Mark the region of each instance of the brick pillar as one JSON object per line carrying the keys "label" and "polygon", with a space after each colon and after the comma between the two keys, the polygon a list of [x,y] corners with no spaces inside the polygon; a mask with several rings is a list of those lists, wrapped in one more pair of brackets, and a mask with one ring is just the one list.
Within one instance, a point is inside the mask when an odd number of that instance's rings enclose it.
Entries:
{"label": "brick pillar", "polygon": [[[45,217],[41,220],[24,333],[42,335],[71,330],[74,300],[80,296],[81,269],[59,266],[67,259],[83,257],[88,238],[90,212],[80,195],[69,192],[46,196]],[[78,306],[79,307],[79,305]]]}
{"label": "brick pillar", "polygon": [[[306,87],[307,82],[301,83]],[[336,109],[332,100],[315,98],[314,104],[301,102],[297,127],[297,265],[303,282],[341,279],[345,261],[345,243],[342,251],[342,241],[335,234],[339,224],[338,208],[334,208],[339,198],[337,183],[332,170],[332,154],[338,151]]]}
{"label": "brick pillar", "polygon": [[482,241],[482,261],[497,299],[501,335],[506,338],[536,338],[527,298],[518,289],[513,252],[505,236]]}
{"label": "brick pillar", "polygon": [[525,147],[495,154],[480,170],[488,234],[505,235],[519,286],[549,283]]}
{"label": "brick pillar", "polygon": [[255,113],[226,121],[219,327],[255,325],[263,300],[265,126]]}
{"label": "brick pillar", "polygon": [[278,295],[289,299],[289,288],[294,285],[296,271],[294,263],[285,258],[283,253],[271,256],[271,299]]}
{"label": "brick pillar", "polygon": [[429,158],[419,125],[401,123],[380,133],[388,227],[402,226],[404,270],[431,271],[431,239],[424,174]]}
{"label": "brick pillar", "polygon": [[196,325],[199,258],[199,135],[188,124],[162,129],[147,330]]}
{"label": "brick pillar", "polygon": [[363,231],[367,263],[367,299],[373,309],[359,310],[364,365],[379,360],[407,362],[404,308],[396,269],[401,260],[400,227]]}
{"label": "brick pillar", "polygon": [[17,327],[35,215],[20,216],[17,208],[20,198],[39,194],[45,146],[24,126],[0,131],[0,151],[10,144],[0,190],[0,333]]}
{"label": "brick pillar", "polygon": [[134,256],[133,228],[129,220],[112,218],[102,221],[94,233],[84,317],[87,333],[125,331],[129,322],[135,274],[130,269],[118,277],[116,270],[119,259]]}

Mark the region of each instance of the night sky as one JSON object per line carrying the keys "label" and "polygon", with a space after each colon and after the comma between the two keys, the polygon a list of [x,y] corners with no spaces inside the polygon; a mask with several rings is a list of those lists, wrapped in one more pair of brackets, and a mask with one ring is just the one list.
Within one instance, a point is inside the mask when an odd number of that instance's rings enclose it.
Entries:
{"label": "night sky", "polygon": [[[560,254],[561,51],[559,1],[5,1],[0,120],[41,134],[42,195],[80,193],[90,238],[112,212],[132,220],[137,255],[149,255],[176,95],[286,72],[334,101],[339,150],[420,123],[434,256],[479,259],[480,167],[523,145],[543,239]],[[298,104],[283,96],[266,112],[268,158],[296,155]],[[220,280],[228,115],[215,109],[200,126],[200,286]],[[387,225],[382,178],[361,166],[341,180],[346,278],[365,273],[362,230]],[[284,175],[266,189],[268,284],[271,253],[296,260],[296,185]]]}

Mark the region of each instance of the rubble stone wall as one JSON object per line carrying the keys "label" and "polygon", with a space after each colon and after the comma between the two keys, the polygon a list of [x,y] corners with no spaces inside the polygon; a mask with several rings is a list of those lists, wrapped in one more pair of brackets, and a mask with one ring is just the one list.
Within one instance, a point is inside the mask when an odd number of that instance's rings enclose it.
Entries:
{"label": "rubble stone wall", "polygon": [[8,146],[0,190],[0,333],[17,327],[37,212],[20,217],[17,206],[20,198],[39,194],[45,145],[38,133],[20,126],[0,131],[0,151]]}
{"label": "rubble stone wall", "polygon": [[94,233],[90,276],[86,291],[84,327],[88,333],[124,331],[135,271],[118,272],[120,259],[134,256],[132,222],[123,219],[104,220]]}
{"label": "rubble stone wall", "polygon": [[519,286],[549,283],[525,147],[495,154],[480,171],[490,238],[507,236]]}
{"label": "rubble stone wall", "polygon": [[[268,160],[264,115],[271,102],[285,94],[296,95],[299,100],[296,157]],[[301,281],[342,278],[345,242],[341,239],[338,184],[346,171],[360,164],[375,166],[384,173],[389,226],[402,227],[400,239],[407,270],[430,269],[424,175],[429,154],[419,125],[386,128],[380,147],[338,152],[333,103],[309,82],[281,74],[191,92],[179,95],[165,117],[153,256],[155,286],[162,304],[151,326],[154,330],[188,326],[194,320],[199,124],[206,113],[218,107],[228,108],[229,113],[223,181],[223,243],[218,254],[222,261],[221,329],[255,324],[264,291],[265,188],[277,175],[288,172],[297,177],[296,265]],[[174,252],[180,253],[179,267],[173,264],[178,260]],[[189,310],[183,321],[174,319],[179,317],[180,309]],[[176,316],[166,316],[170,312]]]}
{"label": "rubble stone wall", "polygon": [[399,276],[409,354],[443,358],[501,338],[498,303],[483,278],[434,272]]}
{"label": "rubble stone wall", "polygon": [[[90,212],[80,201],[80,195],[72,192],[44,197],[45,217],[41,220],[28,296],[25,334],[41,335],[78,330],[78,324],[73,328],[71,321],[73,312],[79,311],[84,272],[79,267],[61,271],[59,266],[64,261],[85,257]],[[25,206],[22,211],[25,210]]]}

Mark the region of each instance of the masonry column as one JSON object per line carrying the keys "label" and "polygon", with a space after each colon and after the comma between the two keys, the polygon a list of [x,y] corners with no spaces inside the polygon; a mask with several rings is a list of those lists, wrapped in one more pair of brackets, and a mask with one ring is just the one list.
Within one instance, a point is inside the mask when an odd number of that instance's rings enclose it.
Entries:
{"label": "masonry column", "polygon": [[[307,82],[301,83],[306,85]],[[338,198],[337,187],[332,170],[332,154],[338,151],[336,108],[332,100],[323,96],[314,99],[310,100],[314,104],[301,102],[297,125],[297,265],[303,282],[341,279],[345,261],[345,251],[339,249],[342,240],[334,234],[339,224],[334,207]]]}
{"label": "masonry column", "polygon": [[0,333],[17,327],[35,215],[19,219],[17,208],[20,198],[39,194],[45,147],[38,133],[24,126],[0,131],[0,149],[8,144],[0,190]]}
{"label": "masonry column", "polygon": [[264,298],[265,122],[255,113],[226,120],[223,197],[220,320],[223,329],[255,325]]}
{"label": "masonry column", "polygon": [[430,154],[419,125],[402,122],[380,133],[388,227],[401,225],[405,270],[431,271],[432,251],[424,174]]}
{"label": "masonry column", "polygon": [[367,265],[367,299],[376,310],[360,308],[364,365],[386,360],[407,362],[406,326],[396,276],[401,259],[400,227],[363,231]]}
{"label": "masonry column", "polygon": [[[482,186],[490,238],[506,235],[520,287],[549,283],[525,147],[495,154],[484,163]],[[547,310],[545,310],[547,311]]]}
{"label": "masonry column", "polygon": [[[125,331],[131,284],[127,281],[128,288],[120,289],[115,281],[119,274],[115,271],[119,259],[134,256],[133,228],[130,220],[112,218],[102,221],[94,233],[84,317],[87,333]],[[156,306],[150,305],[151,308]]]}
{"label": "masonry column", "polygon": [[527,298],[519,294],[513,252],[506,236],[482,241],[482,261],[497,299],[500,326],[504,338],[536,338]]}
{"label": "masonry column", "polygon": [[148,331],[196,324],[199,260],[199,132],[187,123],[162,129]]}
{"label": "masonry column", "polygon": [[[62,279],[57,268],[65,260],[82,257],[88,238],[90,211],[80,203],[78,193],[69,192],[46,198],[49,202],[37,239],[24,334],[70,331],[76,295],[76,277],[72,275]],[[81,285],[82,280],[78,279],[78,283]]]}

....

-- Exercise task --
How many lines in the items above contain the string "night"? Case counts. Reply with the number alone.

-- Result of this exercise --
2